[Point localization data]
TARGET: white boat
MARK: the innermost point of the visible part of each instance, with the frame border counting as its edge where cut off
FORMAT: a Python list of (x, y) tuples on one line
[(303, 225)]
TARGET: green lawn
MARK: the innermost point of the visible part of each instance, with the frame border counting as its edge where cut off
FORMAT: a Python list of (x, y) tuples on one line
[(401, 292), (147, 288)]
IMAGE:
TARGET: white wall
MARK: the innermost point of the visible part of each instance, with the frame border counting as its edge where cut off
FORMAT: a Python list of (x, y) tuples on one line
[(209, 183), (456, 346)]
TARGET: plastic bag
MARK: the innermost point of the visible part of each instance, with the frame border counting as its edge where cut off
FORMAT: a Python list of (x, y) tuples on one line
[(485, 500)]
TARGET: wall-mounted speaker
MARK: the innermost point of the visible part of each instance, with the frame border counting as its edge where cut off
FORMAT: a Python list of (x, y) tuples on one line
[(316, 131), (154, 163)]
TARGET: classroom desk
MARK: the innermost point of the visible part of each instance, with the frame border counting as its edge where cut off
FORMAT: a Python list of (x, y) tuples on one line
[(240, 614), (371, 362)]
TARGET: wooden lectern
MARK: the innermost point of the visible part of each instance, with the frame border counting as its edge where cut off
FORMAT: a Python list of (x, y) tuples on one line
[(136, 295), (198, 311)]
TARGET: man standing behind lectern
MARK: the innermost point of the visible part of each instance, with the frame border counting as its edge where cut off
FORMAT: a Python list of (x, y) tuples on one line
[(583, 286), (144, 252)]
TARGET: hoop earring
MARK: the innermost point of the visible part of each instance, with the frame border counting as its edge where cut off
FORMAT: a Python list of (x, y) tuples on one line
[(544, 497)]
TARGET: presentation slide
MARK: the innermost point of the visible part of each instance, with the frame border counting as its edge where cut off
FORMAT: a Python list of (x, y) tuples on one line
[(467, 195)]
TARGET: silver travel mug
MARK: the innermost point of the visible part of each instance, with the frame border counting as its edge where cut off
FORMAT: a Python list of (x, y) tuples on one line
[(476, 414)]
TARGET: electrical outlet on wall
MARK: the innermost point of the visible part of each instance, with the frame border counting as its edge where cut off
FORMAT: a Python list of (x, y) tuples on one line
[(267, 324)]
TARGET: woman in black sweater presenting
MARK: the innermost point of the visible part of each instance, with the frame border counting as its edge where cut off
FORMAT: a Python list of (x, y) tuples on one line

*TASK INSTRUCTIONS:* Both the first line of the data above and the line with "TARGET: man standing behind lectern" must be included; please return exactly those lines and the ones between them.

*ANSWER FOR THIS EXERCISE:*
TARGET: white boat
MARK: the innermost point of the visible part of each instance, with the frame border counting as its edge where cut off
FORMAT: a Python list of (x, y) tuples on one line
[(303, 225)]
TARGET: green lawn
MARK: the innermost point of the visible part of each instance, with the frame border counting as its edge where cut off
FORMAT: a Python list of (x, y) tuples on one line
[(401, 292), (147, 288)]
IMAGE:
TARGET: white wall
MARK: the innermost point of the visible part of each instance, with the frame border counting as its edge where cut off
FORMAT: a Python list of (x, y) tuples on one line
[(209, 183), (456, 346)]
TARGET: plastic bag
MARK: the innermost point of the visible part of each instance, with the frame border counting as its edge where cut off
FORMAT: a Python list of (x, y) tuples on one line
[(485, 500)]
TARGET: wall-mounted speaker
MARK: the innermost point of the visible part of each instance, with the frame border counting as its edge where cut off
FORMAT: a Python list of (x, y) tuples on one line
[(316, 131), (154, 163)]
TARGET: classroom desk
MARK: the innermost point of the visible part of each instance, with the frame border counting as its edge where cut off
FORMAT: a Python list of (x, y) tuples on one line
[(240, 614), (371, 362)]
TARGET: wooden lectern
MARK: the innermost point of the visible part of each instance, with the frame border counting as its edge where cut off
FORMAT: a Python list of (x, y) tuples on one line
[(136, 295), (198, 311)]
TARGET: man standing behind lectern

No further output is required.